» What the exercise asks:
Pull every line containing "earth" from the listing.

» Extracted material:

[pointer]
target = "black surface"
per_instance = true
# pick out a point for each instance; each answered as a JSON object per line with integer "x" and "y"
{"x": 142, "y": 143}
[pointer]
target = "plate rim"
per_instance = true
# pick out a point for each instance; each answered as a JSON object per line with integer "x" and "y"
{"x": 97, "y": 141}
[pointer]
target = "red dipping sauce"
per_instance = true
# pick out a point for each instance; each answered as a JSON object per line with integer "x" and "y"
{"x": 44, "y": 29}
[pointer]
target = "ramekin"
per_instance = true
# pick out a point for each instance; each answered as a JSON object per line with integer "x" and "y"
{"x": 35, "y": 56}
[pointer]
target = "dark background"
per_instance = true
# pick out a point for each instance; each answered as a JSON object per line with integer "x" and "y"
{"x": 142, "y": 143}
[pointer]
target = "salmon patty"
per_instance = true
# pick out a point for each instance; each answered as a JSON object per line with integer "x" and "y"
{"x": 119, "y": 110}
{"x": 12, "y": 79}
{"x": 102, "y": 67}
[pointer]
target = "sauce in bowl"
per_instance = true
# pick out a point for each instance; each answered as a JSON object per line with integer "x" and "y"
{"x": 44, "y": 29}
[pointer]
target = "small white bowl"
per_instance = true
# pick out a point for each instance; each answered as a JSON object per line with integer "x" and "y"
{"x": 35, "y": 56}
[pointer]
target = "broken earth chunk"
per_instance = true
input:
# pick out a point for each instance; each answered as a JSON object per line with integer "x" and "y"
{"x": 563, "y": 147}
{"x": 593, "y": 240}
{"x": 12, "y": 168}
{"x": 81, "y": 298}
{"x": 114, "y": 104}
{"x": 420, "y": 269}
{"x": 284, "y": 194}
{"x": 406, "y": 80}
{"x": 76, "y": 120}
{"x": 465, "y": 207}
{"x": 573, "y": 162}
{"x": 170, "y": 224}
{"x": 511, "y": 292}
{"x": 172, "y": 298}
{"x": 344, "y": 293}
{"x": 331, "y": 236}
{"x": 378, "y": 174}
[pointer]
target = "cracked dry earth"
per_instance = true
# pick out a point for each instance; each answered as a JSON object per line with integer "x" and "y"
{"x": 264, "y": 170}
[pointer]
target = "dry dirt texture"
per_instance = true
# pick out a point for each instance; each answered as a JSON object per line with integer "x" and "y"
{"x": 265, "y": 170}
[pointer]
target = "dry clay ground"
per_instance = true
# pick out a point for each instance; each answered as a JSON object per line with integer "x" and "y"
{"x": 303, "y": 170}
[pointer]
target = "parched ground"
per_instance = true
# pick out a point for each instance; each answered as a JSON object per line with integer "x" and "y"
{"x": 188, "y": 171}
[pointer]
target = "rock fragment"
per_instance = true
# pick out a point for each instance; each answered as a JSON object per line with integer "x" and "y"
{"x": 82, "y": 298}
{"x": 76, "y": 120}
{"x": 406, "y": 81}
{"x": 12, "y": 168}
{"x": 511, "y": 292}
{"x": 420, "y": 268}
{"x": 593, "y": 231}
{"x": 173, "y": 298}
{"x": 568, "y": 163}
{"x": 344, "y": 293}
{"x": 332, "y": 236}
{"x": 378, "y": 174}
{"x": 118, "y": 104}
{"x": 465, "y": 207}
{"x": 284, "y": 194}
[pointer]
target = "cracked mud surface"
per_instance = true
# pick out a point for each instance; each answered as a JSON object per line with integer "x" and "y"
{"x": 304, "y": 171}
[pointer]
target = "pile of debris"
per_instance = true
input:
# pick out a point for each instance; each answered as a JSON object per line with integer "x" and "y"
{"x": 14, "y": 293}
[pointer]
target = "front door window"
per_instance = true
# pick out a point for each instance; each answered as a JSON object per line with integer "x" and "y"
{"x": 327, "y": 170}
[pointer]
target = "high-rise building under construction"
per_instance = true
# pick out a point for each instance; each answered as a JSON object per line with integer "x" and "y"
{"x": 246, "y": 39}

» Solution for this exercise:
target = "broken earth chunk"
target = "cracked dry earth"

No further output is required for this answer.